→ **Records supplied**
— BEGIN —
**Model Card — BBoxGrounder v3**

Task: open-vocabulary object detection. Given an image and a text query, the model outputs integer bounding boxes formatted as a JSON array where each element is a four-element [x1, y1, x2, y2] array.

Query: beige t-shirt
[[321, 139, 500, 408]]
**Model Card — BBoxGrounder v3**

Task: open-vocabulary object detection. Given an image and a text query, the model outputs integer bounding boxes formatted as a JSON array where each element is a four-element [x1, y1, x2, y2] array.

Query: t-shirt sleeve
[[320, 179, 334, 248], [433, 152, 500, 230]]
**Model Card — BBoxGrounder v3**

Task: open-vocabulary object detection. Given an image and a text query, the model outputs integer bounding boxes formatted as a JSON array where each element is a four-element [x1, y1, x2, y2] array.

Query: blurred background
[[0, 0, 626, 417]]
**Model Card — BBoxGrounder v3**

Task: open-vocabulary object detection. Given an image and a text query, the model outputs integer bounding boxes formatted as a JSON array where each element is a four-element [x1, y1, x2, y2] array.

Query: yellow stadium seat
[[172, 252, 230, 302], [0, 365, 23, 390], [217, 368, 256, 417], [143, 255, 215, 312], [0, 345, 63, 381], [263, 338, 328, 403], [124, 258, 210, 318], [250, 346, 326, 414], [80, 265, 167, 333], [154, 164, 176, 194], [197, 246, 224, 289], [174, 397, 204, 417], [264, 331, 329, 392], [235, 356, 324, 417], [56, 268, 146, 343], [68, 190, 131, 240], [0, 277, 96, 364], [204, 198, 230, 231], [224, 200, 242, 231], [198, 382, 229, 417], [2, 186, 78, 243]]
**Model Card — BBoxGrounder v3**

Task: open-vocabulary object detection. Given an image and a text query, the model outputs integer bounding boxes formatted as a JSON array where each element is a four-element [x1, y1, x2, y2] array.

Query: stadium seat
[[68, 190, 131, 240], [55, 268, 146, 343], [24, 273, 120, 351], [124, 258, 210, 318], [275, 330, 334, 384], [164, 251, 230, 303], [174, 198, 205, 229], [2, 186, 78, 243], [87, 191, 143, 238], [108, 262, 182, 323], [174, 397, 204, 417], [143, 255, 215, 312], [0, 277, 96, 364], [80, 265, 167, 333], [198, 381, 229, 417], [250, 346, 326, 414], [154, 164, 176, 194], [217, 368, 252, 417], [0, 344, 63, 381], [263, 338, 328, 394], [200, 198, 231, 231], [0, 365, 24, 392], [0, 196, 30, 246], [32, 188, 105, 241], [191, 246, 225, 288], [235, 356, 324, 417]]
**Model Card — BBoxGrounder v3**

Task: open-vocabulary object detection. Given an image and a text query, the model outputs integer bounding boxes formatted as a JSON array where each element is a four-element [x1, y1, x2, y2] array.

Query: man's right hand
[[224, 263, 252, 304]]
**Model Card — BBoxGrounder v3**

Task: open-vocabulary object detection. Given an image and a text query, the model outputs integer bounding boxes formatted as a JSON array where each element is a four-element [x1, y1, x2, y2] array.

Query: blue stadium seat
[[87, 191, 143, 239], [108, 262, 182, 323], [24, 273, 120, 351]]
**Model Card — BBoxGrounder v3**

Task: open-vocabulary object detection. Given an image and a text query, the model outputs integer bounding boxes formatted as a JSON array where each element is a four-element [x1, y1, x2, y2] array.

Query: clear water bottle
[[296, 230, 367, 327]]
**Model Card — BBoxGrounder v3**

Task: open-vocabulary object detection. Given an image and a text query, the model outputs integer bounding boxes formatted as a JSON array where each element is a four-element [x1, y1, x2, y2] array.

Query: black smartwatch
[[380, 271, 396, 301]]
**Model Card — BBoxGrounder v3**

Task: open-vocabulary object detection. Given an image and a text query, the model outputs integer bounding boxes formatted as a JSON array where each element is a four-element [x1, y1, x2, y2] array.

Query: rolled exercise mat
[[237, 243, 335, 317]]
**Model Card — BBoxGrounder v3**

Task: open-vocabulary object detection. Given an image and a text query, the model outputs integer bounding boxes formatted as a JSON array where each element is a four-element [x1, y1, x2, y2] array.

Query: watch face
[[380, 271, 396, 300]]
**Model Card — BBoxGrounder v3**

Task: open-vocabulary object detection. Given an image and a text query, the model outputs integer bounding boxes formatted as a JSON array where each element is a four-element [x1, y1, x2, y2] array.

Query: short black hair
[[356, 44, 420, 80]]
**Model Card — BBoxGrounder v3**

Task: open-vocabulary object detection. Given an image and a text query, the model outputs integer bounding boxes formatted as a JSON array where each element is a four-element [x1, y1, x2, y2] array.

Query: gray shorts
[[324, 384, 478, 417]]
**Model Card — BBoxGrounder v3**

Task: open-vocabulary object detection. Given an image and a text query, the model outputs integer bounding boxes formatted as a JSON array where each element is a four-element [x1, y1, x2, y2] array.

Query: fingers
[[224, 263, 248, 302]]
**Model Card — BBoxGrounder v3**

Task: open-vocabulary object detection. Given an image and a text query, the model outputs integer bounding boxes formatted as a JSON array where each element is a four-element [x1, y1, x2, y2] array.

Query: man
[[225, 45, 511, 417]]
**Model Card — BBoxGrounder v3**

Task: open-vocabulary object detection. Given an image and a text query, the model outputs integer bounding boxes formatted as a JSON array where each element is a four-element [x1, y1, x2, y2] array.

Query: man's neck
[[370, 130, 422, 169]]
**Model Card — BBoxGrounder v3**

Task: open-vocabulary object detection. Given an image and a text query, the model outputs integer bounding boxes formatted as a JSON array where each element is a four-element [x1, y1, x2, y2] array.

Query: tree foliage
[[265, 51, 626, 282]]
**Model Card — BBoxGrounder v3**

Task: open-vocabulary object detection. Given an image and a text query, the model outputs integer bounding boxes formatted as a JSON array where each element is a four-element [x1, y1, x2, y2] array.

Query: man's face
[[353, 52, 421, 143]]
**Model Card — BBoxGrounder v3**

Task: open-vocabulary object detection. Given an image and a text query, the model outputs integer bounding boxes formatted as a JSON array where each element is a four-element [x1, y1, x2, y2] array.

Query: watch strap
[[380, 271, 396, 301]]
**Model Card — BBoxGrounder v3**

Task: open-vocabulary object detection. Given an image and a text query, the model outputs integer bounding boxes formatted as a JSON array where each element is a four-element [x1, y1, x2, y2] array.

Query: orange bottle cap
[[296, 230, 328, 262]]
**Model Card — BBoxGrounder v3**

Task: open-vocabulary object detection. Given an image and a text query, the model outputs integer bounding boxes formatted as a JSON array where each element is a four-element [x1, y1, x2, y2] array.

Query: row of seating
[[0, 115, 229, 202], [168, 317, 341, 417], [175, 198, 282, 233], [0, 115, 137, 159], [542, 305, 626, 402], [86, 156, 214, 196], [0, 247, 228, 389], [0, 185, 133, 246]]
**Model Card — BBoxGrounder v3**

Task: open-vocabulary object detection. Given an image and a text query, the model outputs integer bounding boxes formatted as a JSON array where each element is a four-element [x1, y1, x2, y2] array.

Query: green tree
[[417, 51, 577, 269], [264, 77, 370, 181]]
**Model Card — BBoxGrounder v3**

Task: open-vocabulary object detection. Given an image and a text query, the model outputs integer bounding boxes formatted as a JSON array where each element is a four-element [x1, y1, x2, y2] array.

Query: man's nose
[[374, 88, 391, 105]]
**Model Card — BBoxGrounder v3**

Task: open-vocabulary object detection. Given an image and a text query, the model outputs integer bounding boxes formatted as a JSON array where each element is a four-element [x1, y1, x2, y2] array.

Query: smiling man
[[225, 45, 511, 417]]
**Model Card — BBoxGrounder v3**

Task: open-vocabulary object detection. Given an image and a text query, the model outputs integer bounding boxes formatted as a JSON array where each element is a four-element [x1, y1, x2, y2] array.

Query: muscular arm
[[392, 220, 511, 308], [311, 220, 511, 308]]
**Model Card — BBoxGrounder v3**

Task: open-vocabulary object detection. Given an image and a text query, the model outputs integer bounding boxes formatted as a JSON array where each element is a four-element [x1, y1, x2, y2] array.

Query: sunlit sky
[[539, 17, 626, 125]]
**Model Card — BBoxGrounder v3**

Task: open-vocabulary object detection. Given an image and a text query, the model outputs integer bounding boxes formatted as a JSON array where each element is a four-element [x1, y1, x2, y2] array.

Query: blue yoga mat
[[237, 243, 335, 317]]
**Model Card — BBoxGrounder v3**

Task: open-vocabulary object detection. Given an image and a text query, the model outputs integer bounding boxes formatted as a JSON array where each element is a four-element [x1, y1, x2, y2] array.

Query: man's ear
— END —
→ **Your task**
Set out everything from the first of the lines above down through the line containing "186, 78, 243]]" as a numbered list, skipping any blank lines.

→ **Final result**
1. **Model Card — BBoxGrounder v3**
2. Task: open-vocabulary object detection. Given an image and a text query, the model outputs integer bounding boxes formatted as a JSON array where each element is a four-element [x1, y1, x2, y2] array.
3. Query: beige t-shirt
4. [[321, 139, 500, 408]]
5. **Model Card — BBoxGrounder v3**
6. Task: open-vocabulary object detection. Given an image and a text query, the model outputs integer bounding boxes formatted as a JSON array where each element is a four-element [x1, y1, x2, y2] array.
7. Query: t-shirt sleeve
8. [[320, 179, 334, 248], [433, 152, 500, 230]]
9. **Model Card — BBoxGrounder v3**
10. Task: open-vocabulary object detection. Given an image and a text query, the model outputs integer bounding boxes formatted as a JSON array where each element is a four-element [x1, y1, x2, y2] array.
11. Query: blurred background
12. [[0, 0, 626, 417]]
13. **Model Card — BBoxGrounder v3**
14. Task: open-vocabulary object detection. Given an image and a text query, the model outputs integer bounding boxes formatted as a JSON array where each element is a four-element [x1, y1, x2, y2] array.
15. Query: yellow stadium seat
16. [[172, 252, 230, 302], [0, 365, 23, 390], [217, 368, 256, 417], [143, 255, 215, 312], [0, 345, 63, 381], [263, 338, 328, 403], [124, 258, 210, 318], [250, 346, 326, 414], [80, 265, 167, 333], [154, 164, 176, 194], [197, 246, 224, 289], [174, 397, 204, 417], [264, 331, 329, 392], [235, 356, 324, 417], [56, 268, 146, 343], [68, 190, 131, 240], [0, 277, 96, 364], [204, 198, 230, 231], [224, 200, 242, 231], [198, 382, 229, 417], [2, 186, 78, 243]]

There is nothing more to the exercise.